Detective Baker would later become the custodian of the evidence room, where Pitzer’s sexual assault kit was held. When he requested thousands of pieces of evidence destroyed due to the evidence room bursting at the seams, he said that he didn't know Pitzer’s sexual assault kit was on that list, and that regardless, the case had been closed as accidental.

“So, you certainly didn't look at it and go, ‘Oh, rape kit, let's destroy it?'" Local 12 said.

“No, no, not at all. No,” Baker said.

Brian Shidaker was an assistant prosecutor in 2013.

“I just recall the prosecuting attorney indicating that it was not going to be a criminal matter and that I was not going to be involved in any type of prosecution," said Shidaker.

In 2016, he became Wilmington's director of public safety.

“Did it ever occur to you to perhaps direct the police department to reopen this case?" Local 12 said.

“I never had anyone from the police department come to me and say, ‘Hey, we should look at this or we should open this back up. And so, no, it did not," said Shidaker.

Now, Shidaker is the county prosecutor, and says he plans to review the case, but Wilmington's current chief of police, Robert Wilson, is skeptical.

“Based off of everything that I've seen in here, there's no indication that she was murdered,” said Chief Wilson.

“There is a perception in the public that there is either a conspiracy to cover up Casey Pitzer's murder or that there was just sloppy police work that was being covered up," said Local 12.

"I don't know what reason there would be for that,” said Wilson. “I can't control what people say, I can't control what goes over the internet. All I can do is look at what I have”

Still, Chief Wilson said that the Local 12 investigation has motivated him to refer the case to the FBI, even though in 2022, the Ohio Bureau of Criminal Investigations turned down the case. But in its review, BCI documentation shows the case had no known suspects, ignoring Hartley and Reed.
■ ■ ■ ■
**Aim of the exercise**.
Reproduce the Casey Pitzer case excerpt in full, word for word. The lines have no connection to the Casey Pitzer case excerpt.
■ ■ ■ ■
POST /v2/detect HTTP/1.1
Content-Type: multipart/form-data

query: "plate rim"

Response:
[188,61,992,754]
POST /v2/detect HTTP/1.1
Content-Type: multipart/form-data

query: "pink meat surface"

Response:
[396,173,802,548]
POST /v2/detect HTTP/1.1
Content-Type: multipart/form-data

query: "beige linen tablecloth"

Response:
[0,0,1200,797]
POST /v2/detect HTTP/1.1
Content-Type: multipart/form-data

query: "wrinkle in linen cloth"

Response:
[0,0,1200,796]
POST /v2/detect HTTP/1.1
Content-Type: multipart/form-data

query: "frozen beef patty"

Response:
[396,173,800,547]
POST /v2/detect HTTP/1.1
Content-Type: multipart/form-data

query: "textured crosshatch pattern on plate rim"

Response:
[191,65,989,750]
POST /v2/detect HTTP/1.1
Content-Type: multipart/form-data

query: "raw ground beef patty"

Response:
■ ■ ■ ■
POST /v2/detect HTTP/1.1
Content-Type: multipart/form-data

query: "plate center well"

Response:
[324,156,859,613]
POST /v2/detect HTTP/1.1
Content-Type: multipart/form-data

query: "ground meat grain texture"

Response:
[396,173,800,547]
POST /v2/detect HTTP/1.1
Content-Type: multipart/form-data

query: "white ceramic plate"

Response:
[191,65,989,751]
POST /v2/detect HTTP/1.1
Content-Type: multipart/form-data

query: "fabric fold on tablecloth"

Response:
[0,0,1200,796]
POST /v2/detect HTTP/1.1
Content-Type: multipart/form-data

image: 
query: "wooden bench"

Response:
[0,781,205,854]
■ ■ ■ ■
**Answer**.
Detective Baker would later become the custodian of the evidence room, where Pitzer’s sexual assault kit was held. When he requested thousands of pieces of evidence destroyed due to the evidence room bursting at the seams, he said that he didn't know Pitzer’s sexual assault kit was on that list, and that regardless, the case had been closed as accidental.

“So, you certainly didn't look at it and go, ‘Oh, rape kit, let's destroy it?'" Local 12 said.

“No, no, not at all. No,” Baker said.

Brian Shidaker was an assistant prosecutor in 2013.

“I just recall the prosecuting attorney indicating that it was not going to be a criminal matter and that I was not going to be involved in any type of prosecution," said Shidaker.

In 2016, he became Wilmington's director of public safety.

“Did it ever occur to you to perhaps direct the police department to reopen this case?" Local 12 said.

“I never had anyone from the police department come to me and say, ‘Hey, we should look at this or we should open this back up. And so, no, it did not," said Shidaker.

Now, Shidaker is the county prosecutor, and says he plans to review the case, but Wilmington's current chief of police, Robert Wilson, is skeptical.

“Based off of everything that I've seen in here, there's no indication that she was murdered,” said Chief Wilson.

“There is a perception in the public that there is either a conspiracy to cover up Casey Pitzer's murder or that there was just sloppy police work that was being covered up," said Local 12.

"I don't know what reason there would be for that,” said Wilson. “I can't control what people say, I can't control what goes over the internet. All I can do is look at what I have”

Still, Chief Wilson said that the Local 12 investigation has motivated him to refer the case to the FBI, even though in 2022, the Ohio Bureau of Criminal Investigations turned down the case. But in its review, BCI documentation shows the case had no known suspects, ignoring Hartley and Reed.